── Quoted passage

FIG. 2 shows a schematic diagram of an embodiment of a portion 200 of a tubular (liner or outer member) 202 and a drill string 204. In one aspect, the tubular 202 and drill string 204 are conveyed together into the formation by a run-in tool 206. An actuation device 208 is located within a portion of the tubular 202 to selectively extend and retract a drilling assembly 210 from an end of the tubular 202. In one configuration, the actuation device 208 includes a thruster 212 and a gripper 214 (also referred to as “locking mechanism”) configured to move the drilling assembly 210 relative to the tubular 202. In another configuration, one or more additional thruster and gripper combinations, such as thruster 216 and gripper 218, may be utilized to increase the stroke length of the actuator device 208. The exemplary thrusters 212 and 216 are linear actuators, such as hydraulic cylinders, configured to move the drilling assembly 210 along axis 215. Thrusters 212 and 216, in one aspect, compress and pressurize fluid, such as drilling fluid, to cause axial extension and retraction of the drilling assembly in the tubular, as shown by arrows 219. The axial movement 219 of the actuation device 208 causes a change in distance 220, also referred to herein as “stick out length.” The stick out length is an indicator of the portion of the drilling assembly 210 that is exposed or not contained within the tubular 202. The drilling assembly 210 includes sensor and evaluation devices 222, steering devices 224 and drill bit 226. The sensor and evaluation devices 222 may include formation evaluation (“FE”) tools as well as sensors for measurements-while-drilling (“MWD”). In an aspect, the formation evaluation tools include gamma ray and resistivity sensors, which are relatively expensive and to replace and repair, if damaged. The drill bit 226 may be any suitable tool for creating a borehole in a formation, such as roller cone bit, PDC bit or reamer. The actuation device 208 may be configured to retract a portion or substantially entirely all of the drilling assembly 210 within the tubular 202 downhole, such as when positioned in unstable formations. Accordingly, by retracting and positioning the drilling assembly 210 within the tubular 202, the sensor and evaluation devices 222, steering devices 224 and drill bit 226 are protected from damage during a collapse of the formation.

────
── Material for this task

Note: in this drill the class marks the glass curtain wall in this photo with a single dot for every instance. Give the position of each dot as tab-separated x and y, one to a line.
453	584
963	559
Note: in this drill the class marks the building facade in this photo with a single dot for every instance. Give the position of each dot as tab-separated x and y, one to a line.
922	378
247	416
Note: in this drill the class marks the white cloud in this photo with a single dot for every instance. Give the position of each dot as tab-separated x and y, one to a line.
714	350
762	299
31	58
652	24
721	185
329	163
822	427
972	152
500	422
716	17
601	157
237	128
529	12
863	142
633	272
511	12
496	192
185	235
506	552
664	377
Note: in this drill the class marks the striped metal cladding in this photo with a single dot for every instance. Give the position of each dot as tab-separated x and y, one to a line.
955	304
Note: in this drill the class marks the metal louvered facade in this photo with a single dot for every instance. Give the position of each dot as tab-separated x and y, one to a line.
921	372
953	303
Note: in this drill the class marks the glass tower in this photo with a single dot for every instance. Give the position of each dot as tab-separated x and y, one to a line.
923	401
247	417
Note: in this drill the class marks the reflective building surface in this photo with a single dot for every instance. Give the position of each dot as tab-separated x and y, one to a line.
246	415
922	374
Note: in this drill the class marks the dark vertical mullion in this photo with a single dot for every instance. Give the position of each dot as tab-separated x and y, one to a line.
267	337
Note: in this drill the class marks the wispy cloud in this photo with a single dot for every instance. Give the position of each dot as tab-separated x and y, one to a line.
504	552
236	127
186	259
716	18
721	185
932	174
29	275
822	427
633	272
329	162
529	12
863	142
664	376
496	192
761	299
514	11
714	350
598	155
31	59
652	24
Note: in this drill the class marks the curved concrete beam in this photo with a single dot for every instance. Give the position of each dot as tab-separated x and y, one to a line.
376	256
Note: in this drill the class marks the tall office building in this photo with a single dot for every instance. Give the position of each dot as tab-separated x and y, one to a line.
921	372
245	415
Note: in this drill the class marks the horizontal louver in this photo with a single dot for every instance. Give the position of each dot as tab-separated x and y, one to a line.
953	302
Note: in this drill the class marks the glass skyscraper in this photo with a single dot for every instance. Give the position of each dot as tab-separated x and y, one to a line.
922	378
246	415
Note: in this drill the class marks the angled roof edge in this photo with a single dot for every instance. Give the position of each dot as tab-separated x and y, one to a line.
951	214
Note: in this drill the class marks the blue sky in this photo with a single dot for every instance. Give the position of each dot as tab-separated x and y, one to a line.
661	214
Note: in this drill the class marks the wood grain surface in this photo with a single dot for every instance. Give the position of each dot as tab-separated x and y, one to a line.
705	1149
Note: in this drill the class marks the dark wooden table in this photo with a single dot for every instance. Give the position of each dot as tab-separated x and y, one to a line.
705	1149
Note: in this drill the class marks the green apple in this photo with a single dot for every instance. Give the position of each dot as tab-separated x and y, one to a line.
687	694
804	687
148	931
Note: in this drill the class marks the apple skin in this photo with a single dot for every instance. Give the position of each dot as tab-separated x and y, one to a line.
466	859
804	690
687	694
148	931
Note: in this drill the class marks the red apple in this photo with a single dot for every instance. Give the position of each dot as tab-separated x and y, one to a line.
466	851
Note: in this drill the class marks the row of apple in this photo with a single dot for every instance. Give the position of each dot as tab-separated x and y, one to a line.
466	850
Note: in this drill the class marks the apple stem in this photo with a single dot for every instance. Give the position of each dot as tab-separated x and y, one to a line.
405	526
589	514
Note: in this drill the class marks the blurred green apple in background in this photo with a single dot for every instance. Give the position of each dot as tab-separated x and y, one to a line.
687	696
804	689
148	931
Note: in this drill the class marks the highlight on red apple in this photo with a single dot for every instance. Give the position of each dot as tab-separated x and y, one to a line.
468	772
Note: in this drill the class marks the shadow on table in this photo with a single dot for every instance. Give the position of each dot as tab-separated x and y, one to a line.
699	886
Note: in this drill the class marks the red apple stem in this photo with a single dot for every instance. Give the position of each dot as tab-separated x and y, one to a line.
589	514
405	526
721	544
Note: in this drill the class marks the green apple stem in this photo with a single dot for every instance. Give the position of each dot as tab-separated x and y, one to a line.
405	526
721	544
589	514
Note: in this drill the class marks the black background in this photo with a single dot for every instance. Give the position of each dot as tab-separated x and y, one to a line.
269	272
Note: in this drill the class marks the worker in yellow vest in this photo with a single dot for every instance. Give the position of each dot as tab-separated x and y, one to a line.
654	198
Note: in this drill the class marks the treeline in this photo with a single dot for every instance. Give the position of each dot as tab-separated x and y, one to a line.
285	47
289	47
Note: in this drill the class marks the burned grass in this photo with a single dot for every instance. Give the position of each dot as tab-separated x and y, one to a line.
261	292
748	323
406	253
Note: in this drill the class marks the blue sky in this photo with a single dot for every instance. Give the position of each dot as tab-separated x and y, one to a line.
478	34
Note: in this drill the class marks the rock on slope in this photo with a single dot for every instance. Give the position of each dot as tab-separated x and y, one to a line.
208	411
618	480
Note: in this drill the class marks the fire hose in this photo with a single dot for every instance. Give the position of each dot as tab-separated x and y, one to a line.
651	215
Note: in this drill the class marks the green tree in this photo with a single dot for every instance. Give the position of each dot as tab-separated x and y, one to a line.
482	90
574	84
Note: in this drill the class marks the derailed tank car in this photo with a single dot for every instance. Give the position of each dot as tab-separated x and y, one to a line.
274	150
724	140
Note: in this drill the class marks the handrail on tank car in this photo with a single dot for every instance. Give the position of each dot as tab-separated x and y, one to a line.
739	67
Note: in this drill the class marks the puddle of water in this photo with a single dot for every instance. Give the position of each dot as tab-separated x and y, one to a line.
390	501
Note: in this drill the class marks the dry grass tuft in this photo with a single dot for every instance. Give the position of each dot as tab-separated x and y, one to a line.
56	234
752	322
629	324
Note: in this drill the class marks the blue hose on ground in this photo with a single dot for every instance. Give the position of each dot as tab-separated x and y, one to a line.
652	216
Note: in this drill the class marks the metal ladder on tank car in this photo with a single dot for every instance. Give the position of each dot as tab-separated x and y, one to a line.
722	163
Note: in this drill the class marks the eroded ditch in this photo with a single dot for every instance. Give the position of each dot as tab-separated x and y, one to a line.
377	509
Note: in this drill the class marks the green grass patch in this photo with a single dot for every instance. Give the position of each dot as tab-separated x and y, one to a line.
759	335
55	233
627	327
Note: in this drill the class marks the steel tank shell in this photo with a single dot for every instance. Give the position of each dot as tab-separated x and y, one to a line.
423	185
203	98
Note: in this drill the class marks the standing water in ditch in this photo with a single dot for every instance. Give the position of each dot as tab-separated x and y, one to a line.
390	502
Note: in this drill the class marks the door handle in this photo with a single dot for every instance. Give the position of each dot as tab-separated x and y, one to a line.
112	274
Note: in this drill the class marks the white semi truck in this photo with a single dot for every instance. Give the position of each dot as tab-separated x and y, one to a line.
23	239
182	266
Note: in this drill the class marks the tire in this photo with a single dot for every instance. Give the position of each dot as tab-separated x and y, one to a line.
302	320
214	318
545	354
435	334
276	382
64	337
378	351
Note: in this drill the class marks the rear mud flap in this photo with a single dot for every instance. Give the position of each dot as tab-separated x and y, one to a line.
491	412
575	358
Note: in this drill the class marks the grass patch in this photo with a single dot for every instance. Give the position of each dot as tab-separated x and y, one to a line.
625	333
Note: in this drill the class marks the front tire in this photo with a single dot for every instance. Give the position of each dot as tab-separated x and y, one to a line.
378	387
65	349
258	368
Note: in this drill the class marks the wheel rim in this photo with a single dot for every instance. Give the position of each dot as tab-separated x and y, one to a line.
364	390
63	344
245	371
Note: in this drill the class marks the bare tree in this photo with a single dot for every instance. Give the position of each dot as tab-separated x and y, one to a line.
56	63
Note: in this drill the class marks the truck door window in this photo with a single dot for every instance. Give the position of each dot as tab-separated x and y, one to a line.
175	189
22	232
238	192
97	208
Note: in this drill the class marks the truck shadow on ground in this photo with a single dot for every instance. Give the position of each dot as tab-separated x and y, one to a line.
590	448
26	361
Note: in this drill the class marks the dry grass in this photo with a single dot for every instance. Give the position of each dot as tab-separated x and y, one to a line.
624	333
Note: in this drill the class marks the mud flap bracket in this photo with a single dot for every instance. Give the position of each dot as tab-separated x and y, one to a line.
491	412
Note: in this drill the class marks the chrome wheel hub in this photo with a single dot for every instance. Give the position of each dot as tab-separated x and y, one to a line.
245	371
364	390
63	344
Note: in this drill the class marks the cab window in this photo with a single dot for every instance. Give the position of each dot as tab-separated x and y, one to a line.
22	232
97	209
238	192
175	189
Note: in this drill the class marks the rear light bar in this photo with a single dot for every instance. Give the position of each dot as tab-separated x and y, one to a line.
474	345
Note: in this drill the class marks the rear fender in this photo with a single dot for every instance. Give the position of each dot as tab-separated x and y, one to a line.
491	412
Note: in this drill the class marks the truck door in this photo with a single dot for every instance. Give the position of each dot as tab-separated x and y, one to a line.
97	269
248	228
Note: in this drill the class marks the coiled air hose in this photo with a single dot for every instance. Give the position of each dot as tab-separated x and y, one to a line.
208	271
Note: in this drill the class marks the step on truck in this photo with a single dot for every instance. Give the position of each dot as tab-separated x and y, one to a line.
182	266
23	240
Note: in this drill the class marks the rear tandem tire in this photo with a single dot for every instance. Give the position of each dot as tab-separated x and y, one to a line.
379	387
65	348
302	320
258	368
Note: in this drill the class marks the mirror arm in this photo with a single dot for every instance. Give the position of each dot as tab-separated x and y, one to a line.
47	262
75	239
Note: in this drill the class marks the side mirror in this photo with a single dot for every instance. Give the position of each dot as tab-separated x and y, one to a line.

────

• [Your tasks]:
1. In the drilling passage, which sensors do the formation evaluation tools include?
2. Identify each line of the records that contains the word "dark", and copy those lines.

• [Exercise answers]:
1. Gamma ray and resistivity sensors.

2.
Note: in this drill the class marks the dark vertical mullion in this photo with a single dot for every instance. Give the position of each dot as tab-separated x and y, one to a line.
Note: in this drill the class marks the dark wooden table in this photo with a single dot for every instance. Give the position of each dot as tab-separated x and y, one to a line.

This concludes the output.